MATERIAL PROVIDED
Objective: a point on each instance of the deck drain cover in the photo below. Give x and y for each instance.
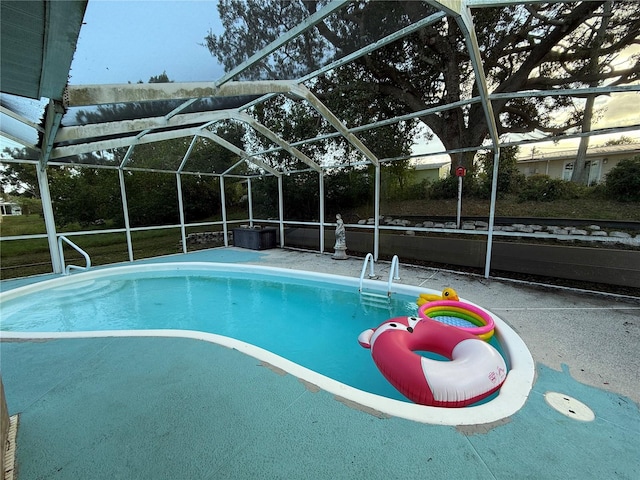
(569, 406)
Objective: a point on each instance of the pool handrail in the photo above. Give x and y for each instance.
(67, 270)
(367, 259)
(395, 262)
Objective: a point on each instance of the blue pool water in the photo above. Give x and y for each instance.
(312, 323)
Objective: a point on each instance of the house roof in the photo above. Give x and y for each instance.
(37, 43)
(631, 149)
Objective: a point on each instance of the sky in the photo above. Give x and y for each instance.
(125, 41)
(129, 41)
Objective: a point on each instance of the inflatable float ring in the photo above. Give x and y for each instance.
(475, 370)
(483, 324)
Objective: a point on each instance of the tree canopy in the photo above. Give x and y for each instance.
(523, 47)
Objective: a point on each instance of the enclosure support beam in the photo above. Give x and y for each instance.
(223, 203)
(250, 200)
(464, 20)
(183, 232)
(321, 186)
(281, 210)
(376, 215)
(125, 212)
(321, 108)
(49, 220)
(492, 212)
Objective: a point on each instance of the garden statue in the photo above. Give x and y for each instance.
(341, 242)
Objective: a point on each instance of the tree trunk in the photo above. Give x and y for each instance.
(580, 174)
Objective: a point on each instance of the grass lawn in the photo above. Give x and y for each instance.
(29, 257)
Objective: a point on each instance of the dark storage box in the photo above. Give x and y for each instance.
(255, 238)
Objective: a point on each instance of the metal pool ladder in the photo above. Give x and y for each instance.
(394, 274)
(67, 270)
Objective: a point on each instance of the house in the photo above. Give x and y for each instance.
(599, 161)
(431, 171)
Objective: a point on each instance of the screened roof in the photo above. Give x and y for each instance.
(66, 123)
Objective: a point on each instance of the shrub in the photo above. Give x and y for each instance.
(444, 188)
(623, 181)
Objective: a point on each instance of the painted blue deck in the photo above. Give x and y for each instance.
(163, 408)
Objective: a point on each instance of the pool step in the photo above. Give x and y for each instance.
(371, 299)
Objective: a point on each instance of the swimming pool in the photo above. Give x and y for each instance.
(304, 323)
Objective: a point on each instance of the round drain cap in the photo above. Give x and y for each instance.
(569, 406)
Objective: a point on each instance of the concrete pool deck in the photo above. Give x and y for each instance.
(179, 408)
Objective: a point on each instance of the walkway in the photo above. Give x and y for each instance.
(161, 408)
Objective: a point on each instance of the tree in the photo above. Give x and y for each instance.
(593, 67)
(524, 47)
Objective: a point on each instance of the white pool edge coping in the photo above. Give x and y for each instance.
(511, 398)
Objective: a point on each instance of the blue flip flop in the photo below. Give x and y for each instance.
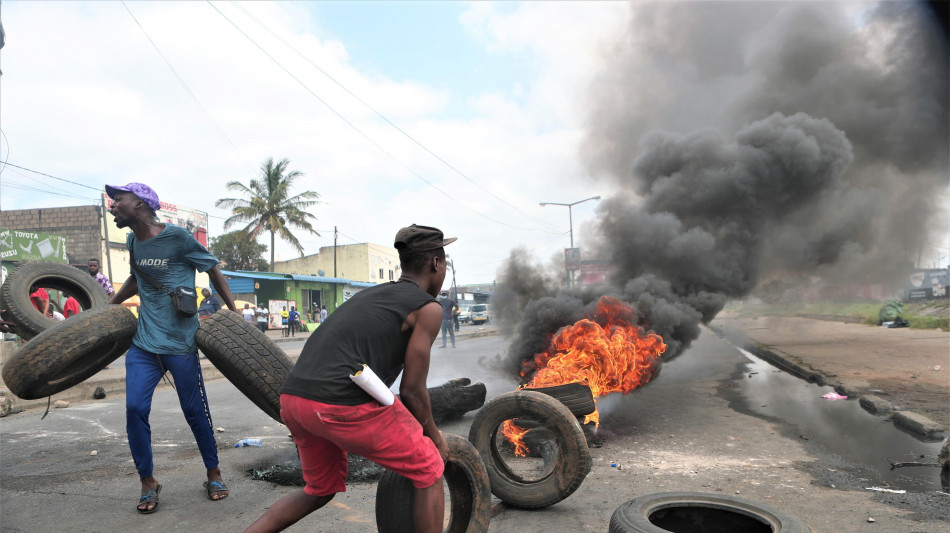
(149, 497)
(215, 486)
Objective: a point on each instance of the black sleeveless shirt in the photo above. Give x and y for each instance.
(367, 328)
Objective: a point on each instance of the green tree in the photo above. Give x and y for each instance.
(268, 206)
(237, 251)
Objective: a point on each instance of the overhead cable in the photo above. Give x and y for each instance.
(359, 131)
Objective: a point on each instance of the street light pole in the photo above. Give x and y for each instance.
(570, 219)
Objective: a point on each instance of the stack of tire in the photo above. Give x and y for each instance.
(476, 468)
(59, 355)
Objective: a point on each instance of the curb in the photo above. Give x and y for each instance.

OBJECTIVE
Rewrite all of the lines above with "photo" swapped for "image" everywhere it appears and nothing else changed. Leave the pictures out.

TASK ANSWER
Objective: a point on each instance of the deck drain cover in the image below. Give x and y for each instance.
(569, 406)
Objective: a point on each instance of the pool handrail in the image above. Give x and y for each instance.
(67, 270)
(367, 259)
(395, 262)
Objective: a point on each instance of the blue pool water in the image above. Give x and y for each instance.
(312, 323)
Objective: a point on each instance of the house roof in the image above. Give x and y for each instance.
(37, 43)
(631, 149)
Objective: a point on each instance of the sky in the image above. Give x and y for each instance.
(125, 41)
(129, 41)
Objective: a point on each instance of the inflatable float ring in the image above. Give x and y for each instance.
(475, 370)
(483, 324)
Objective: a point on each instance of the tree canopy in the image above. Give x and y for each instance.
(523, 47)
Objective: a point on each instance of the enclosure support beam in the image above. Give x and y for each instance.
(223, 203)
(250, 200)
(464, 20)
(183, 232)
(321, 186)
(281, 210)
(376, 215)
(125, 212)
(321, 108)
(49, 220)
(492, 212)
Objective: a point on each instance of the garden statue in the image above. Give x and y for each instance.
(341, 242)
Objective: a point on each instance of the tree trunk in the image above. Give x and y for each instance.
(580, 174)
Objective: a point on each instance of the grass lawn in the image above. Give x and y for each instance.
(29, 257)
Objective: a point on each instance of the dark storage box in the image above. Give x and y for each instance.
(255, 238)
Objective: a point on each instance of the metal pool ladder in the image above. Give x and y for each instance.
(394, 274)
(67, 270)
Objective: a point on each instance of the house in the image above. Give x and y for each instance.
(599, 161)
(431, 171)
Objective: a point on each instance of the screened roof in the image above. Give x and y for each instance.
(66, 123)
Objective: a point on each instance of the shrub in the image above. Give x and y for each instance.
(444, 188)
(623, 181)
Objective: a point on each instance of the painted blue deck in the image above. Give x and y for each instance.
(163, 408)
Objective: a point on each instance of the pool step in the image above. Give x and y for each instance.
(371, 299)
Objective: a point on each instance of the swimming pool in the image above. Give x and y for each instance.
(304, 323)
Objective: a point on each instance of the round drain cap in the image above. Give x and y for each instance.
(569, 406)
Objective: a point on each instance of the concrete pool deck in the image above. Give x and y for each instance.
(179, 408)
Objective: a point on each instance of the walkway in the image above. Give x and y for each instance.
(161, 408)
Objective: a point on each instance of the tree in the image above. Give x and y for each instance.
(593, 67)
(524, 47)
Objective: a point on each instance of the white pool edge coping in the image above. Give x and y for each instance.
(511, 398)
Objective: a point on each instance of the blue flip flop in the image below. Give x and y for each instance.
(149, 497)
(215, 486)
Objective: a point on each instance of the black sleeveless shirt in the image above. Give x and y for each instance.
(367, 328)
Objective: a point on each instance of the green tree in the image above. Give x and y for each instance.
(268, 206)
(237, 251)
Objective: a point on each instance of the overhead cable in the image above. Give x and y for each instance.
(359, 131)
Objective: a point on each instance of the street light pole in the image above. Give x and y for each instance.
(570, 219)
Objective: a point on each instance of the stack of tire in the image above. Give x and y for each instance.
(476, 468)
(59, 355)
Objective: a point on each instance of the curb in the image above. Give x and y for each instance.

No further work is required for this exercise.